| Supplied data |

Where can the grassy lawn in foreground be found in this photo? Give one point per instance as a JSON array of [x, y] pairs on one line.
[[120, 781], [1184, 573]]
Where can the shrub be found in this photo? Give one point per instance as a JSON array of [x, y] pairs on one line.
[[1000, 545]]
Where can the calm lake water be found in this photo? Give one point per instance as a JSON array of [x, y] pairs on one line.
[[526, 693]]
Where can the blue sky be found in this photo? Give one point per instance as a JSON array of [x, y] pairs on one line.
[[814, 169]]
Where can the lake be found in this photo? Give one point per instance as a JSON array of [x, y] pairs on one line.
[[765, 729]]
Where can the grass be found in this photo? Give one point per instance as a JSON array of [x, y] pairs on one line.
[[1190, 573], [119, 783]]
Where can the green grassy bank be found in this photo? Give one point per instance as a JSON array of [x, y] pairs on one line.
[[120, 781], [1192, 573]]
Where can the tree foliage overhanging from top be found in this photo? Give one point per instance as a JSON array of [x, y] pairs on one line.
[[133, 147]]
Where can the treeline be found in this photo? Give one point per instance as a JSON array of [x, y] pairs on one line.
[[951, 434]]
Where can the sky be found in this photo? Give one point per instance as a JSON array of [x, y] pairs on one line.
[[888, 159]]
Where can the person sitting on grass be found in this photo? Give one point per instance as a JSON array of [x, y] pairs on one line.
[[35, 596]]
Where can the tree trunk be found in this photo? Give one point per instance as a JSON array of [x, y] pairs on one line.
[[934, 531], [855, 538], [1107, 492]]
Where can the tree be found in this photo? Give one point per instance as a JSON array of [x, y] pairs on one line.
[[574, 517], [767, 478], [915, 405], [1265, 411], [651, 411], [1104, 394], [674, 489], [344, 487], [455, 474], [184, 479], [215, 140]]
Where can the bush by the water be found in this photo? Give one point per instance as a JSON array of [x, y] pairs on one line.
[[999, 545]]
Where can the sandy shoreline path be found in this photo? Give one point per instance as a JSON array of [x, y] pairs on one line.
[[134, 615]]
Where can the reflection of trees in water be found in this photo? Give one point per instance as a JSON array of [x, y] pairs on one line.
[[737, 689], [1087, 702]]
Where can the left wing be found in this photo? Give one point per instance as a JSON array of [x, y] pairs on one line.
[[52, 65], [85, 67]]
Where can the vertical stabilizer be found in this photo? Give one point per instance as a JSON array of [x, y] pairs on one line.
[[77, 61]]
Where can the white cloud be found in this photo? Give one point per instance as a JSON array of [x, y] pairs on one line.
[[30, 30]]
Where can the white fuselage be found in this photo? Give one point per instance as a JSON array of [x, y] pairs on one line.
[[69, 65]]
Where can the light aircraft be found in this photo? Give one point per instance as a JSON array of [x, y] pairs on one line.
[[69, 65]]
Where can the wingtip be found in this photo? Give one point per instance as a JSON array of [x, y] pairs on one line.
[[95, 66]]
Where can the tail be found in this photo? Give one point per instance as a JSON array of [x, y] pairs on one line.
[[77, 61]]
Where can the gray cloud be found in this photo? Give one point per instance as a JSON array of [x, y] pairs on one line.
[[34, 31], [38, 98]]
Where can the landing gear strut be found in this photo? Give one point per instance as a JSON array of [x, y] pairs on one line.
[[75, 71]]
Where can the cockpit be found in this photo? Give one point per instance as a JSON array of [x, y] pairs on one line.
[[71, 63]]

| Exercise aim |
Pull out the records from their first line through the line with "[[1000, 545]]", and write those lines out word for word.

| Worked solution |
Where can the grassy lawn in foreground be found in this photo? Give one point per instance as a JSON array of [x, y] pairs on one line.
[[120, 781], [1184, 573]]
Where can the shrub be found in this photo? Give one point per instance as a JSON array of [x, y] pairs on one line.
[[1000, 545]]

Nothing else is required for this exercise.